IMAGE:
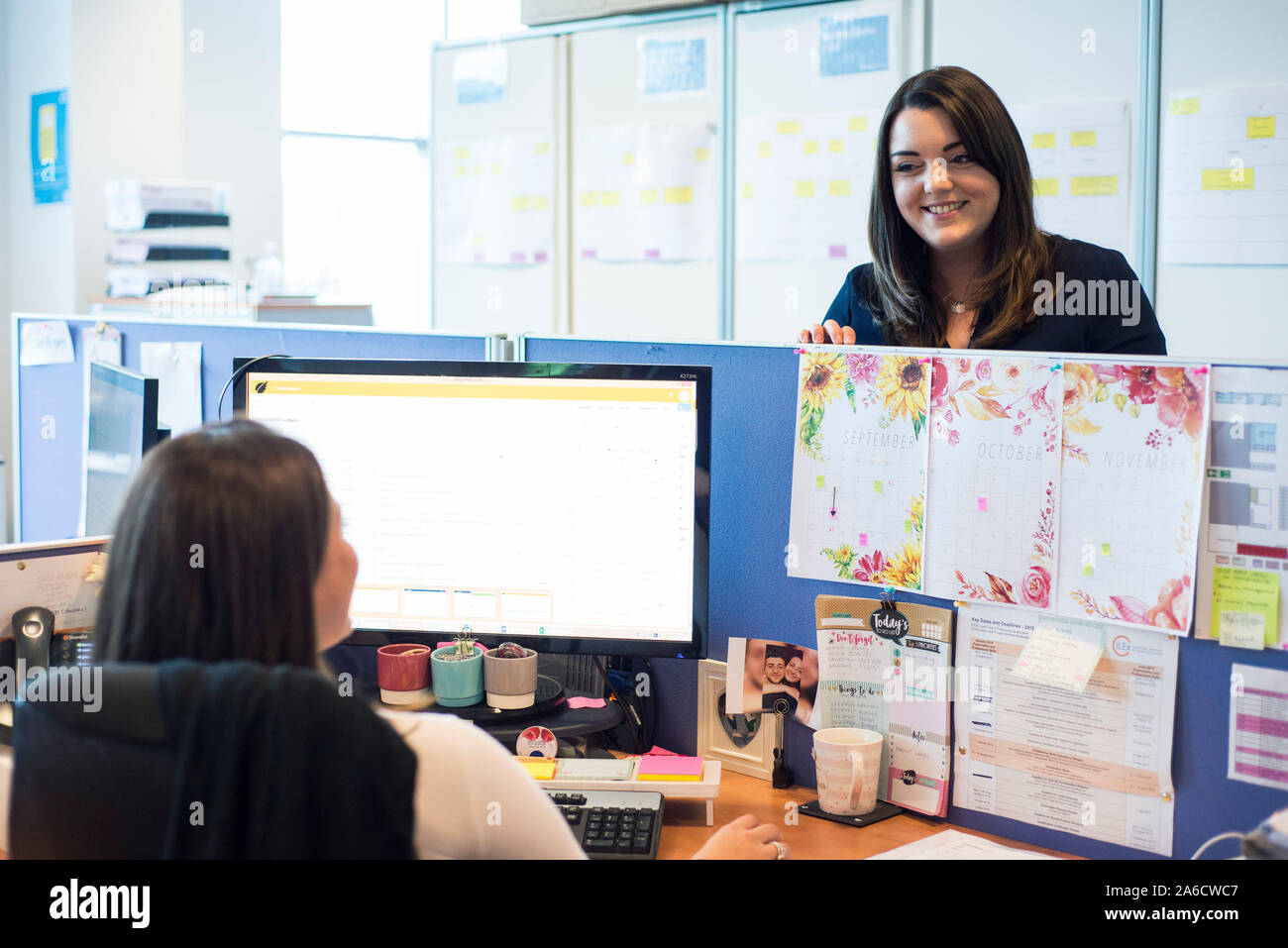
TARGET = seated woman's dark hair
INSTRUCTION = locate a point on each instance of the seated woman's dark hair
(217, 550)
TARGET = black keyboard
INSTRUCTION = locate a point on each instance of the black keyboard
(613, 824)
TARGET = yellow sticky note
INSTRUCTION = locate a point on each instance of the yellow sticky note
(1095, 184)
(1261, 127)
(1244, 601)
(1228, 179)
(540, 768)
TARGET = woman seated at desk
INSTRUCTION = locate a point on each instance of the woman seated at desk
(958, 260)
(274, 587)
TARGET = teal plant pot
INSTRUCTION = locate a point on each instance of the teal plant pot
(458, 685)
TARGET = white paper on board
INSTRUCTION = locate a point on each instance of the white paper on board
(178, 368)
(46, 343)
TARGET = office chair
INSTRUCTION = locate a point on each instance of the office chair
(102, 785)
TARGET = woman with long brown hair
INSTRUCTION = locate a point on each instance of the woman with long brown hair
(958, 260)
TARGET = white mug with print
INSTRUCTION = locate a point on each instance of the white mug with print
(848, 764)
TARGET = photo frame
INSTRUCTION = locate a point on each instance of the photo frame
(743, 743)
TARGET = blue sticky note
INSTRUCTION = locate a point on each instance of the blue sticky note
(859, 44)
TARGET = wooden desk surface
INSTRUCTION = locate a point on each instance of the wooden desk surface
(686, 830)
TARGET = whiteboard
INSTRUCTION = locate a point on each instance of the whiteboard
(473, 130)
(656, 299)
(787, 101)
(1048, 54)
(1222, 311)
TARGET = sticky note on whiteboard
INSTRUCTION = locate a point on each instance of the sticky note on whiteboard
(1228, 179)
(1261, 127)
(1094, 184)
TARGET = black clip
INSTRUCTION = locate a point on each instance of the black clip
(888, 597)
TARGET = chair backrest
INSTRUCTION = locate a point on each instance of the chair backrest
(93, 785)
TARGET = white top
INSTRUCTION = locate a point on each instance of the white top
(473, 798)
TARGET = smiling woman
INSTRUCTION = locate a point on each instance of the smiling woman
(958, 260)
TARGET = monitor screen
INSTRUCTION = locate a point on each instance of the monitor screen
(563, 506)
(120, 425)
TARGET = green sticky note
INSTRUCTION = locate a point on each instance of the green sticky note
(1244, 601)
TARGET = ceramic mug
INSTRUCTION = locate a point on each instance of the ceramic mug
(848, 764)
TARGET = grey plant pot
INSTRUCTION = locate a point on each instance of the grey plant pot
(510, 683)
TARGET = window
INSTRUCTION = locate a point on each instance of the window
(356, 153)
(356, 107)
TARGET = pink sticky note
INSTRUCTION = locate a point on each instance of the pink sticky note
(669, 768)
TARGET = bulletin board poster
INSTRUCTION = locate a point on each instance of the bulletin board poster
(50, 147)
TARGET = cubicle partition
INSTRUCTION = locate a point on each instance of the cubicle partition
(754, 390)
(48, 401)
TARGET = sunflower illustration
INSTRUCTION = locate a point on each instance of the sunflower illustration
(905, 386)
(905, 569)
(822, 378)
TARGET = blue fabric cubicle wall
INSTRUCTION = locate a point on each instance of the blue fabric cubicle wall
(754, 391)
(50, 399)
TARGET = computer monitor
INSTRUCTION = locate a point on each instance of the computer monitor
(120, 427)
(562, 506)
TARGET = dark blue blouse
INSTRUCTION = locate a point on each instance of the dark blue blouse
====
Task to complete: Without including the pictures, return each record above exactly as it stands.

Result of this exercise:
IMAGE:
TARGET = seated woman's dark hair
INSTRUCTION = locate a point on each instance of the seated woman's dark hair
(217, 550)
TARGET = black keyboard
INSTRUCTION = locate a point on each instance of the black keyboard
(613, 824)
TARGET = yellow sticky note
INSTRUCTION = locate a point on each instance of the yellow sticky note
(1095, 184)
(1261, 127)
(1244, 601)
(1228, 179)
(540, 768)
TARGET = woman seated at desk
INSTRUCTION = locate a point on each instance of the woman seated at desk
(958, 260)
(274, 587)
TARGET = teal plant pot
INSTRUCTION = locate a point on each instance of the teal plant pot
(458, 685)
TARGET = white paper on board
INSTRUCTION = locate a point on each instance of the white paper on board
(178, 368)
(46, 343)
TARGET = office chair
INSTRUCTION = locate a point on each instance of the office chair
(102, 785)
TARGET = woman with long brown hair
INSTRUCTION = locate a point on each instance of the woman with long brown hair
(958, 260)
TARGET = white mug with print
INSTRUCTION = locate a point on each instance of the white mug with print
(848, 764)
TARGET = photo frame
INSTRUCTION = locate a point on each instance of the photo frame
(743, 743)
TARGET = blue sticky note
INSTRUCTION = locate a point on each instance of the blue sticky note
(859, 44)
TARGET = wooden desk surface
INSTRUCTION = locate a point on each instance of the wooden desk surface
(686, 830)
TARGET = whiteboard
INSTRUCTION = locate a point on each instance of the whiteboard
(473, 130)
(656, 299)
(787, 101)
(1048, 54)
(1222, 311)
TARGET = sticky note on whiteboard
INSTRUCTION = locate a point on each instance of the sticky note on whiteboard
(1228, 179)
(1261, 127)
(1094, 184)
TARGET = black clip
INSTRUCTION = locate a point on each instance of the black clip
(888, 597)
TARGET = chair backrest
INSTRUCTION = locate a point on each instance of the chair backrest
(93, 785)
TARGET = white top
INSTRUCTION = locate a point on each instance of the white top
(473, 798)
TARGET = smiling woman
INSTRUCTION = locate a point on each instance of the smiling woman
(958, 260)
TARGET = monitor screen
INSTRUCTION = locate a point on each instance of the monitor screen
(563, 506)
(120, 425)
TARGET = green sticky note
INSTRUCTION = locate a point on each instance of the green sticky note
(1244, 601)
TARGET = ceramic mug
INSTRUCTION = locate a point on each instance of the ceramic mug
(848, 764)
TARGET = grey plant pot
INSTRUCTION = locate a point on each instance of the grey plant pot
(510, 683)
TARGET = window
INSTRUCTION = locate a point on each instance of the window
(356, 153)
(356, 107)
TARGET = pink sticky note
INSTRUCTION = locate a point on each instance of the pink sticky note
(669, 768)
TARGET = bulletin board poster
INSTRUCTION = locate a point on each instance of the bulletin board poster
(50, 147)
TARGET = cubicle partition
INSTRUCTION = locate a point on each instance of the cubicle partition
(754, 390)
(48, 401)
TARGET = sunflower illustration
INSTRUCTION = locate a point on each instance of the sunflower illustration
(905, 386)
(905, 569)
(822, 378)
TARGET = blue fabric cubicle wall
INSTRUCTION = locate a point on each instance of the blue fabric cubicle wall
(754, 391)
(50, 399)
TARGET = computer monitor
INSTRUCTION = locate a point on each instance of the computer monitor
(120, 427)
(562, 506)
TARGET = dark blue blouse
INSTRUCTION = locate a point on each instance of the dark blue blouse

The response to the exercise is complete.